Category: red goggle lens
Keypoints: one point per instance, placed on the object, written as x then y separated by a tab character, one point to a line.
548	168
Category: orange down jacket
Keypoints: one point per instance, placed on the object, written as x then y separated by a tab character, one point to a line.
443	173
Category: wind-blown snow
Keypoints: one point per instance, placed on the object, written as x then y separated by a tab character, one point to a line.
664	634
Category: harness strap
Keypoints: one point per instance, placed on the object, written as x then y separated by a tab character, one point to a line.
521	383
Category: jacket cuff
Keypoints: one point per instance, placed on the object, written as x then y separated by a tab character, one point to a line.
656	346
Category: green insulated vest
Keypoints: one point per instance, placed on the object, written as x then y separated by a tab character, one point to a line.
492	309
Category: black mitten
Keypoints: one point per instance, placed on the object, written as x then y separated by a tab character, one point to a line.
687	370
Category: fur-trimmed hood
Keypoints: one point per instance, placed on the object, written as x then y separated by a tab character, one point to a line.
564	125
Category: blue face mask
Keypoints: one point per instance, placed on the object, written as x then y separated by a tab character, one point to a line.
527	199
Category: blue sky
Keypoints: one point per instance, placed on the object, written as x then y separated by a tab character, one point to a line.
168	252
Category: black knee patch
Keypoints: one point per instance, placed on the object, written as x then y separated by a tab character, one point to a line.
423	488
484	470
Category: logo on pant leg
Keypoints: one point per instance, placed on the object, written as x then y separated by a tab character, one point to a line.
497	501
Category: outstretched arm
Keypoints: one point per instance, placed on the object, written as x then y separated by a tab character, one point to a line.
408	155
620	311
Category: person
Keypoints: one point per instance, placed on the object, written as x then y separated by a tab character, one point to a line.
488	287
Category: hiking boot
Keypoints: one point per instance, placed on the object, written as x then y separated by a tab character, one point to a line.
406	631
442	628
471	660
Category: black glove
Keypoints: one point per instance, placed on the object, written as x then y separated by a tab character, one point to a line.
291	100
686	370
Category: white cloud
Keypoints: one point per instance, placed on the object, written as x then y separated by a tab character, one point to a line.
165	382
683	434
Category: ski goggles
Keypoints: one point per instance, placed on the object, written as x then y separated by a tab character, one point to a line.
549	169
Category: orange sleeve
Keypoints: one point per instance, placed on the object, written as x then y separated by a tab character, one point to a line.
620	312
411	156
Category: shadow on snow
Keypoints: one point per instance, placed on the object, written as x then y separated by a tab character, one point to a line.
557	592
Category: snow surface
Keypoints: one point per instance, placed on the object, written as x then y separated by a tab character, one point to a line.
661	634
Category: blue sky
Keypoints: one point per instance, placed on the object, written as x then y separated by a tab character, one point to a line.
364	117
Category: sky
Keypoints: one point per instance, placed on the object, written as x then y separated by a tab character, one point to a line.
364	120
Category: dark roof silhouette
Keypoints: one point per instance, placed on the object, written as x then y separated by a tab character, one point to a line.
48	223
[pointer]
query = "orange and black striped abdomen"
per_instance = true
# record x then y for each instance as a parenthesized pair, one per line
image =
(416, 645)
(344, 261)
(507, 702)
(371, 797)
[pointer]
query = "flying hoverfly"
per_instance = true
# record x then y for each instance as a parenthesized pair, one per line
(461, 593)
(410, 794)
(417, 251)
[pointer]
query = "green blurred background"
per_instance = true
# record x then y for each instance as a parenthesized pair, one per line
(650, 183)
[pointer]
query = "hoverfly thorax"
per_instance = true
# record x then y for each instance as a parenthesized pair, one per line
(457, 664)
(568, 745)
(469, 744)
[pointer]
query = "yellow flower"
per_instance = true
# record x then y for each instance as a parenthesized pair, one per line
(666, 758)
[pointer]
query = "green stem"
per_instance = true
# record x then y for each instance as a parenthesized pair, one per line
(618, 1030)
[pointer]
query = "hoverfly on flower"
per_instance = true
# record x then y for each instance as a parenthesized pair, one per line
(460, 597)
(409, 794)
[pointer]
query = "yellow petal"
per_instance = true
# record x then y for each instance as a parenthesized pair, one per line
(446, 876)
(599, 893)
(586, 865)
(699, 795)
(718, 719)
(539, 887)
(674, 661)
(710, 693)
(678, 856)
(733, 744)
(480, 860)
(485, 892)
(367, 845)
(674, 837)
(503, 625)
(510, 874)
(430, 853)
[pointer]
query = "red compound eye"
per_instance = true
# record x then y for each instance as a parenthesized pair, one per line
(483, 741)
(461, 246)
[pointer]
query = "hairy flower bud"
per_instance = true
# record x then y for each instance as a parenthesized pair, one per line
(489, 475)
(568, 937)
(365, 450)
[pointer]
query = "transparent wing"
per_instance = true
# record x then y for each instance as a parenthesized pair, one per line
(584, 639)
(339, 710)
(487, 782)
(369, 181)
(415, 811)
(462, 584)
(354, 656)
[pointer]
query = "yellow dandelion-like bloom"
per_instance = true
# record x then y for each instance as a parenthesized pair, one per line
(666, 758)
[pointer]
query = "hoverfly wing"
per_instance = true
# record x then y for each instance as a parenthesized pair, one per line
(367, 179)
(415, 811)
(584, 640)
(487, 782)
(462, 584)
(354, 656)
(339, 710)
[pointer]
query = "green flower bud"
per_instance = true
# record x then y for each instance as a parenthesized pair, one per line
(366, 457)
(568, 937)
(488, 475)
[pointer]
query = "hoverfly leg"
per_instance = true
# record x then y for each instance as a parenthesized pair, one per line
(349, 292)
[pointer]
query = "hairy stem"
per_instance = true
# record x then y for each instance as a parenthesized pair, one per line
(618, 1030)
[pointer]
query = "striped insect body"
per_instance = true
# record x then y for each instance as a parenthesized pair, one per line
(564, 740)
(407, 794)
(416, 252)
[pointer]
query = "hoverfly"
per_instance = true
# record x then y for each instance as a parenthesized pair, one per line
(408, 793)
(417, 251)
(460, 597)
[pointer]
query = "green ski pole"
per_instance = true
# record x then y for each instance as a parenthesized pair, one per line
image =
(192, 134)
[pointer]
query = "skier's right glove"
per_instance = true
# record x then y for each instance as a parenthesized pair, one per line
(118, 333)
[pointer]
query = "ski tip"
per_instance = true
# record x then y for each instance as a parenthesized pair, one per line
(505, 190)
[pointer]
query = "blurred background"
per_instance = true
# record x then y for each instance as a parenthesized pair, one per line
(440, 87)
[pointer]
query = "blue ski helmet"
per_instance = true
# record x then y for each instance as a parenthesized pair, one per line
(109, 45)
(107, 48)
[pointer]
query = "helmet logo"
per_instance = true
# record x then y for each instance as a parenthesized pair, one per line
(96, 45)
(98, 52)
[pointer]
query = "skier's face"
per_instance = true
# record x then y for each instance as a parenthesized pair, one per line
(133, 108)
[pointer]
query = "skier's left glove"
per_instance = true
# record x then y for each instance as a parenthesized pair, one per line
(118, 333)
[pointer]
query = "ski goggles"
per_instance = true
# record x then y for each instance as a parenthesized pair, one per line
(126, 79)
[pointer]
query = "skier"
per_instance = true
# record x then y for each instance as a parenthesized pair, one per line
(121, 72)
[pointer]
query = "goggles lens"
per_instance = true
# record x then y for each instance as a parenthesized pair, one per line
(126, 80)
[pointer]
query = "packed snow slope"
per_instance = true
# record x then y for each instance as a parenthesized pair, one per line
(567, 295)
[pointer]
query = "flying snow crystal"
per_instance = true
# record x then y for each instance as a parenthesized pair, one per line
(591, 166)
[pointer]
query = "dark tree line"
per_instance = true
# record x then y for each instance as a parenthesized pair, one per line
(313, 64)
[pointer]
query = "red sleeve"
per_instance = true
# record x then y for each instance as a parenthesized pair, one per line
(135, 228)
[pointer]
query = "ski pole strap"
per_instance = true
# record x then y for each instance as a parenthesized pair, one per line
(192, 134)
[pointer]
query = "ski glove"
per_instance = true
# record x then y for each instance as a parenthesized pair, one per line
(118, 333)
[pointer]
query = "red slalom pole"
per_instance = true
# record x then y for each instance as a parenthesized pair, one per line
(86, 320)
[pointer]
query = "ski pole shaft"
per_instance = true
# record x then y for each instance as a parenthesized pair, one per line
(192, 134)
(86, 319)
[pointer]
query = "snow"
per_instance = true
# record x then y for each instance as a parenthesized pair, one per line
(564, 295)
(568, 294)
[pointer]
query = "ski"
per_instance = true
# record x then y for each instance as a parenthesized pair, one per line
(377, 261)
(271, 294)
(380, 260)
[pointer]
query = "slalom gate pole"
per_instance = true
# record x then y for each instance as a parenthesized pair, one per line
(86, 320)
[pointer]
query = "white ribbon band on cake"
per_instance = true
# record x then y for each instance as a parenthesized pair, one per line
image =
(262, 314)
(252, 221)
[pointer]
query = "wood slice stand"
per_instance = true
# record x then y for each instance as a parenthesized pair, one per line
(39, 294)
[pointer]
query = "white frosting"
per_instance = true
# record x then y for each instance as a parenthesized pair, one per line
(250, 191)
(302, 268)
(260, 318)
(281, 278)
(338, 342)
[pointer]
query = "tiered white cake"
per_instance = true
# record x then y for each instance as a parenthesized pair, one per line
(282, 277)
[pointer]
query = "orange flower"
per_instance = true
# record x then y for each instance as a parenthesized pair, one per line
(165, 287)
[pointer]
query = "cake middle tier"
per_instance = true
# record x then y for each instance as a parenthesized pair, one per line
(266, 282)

★ ★ ★ ★

▸ **Aim of the task**
State how many lines in the records above contain the string "helmet". Reply with the number alone.

▸ **Result of the exercise**
2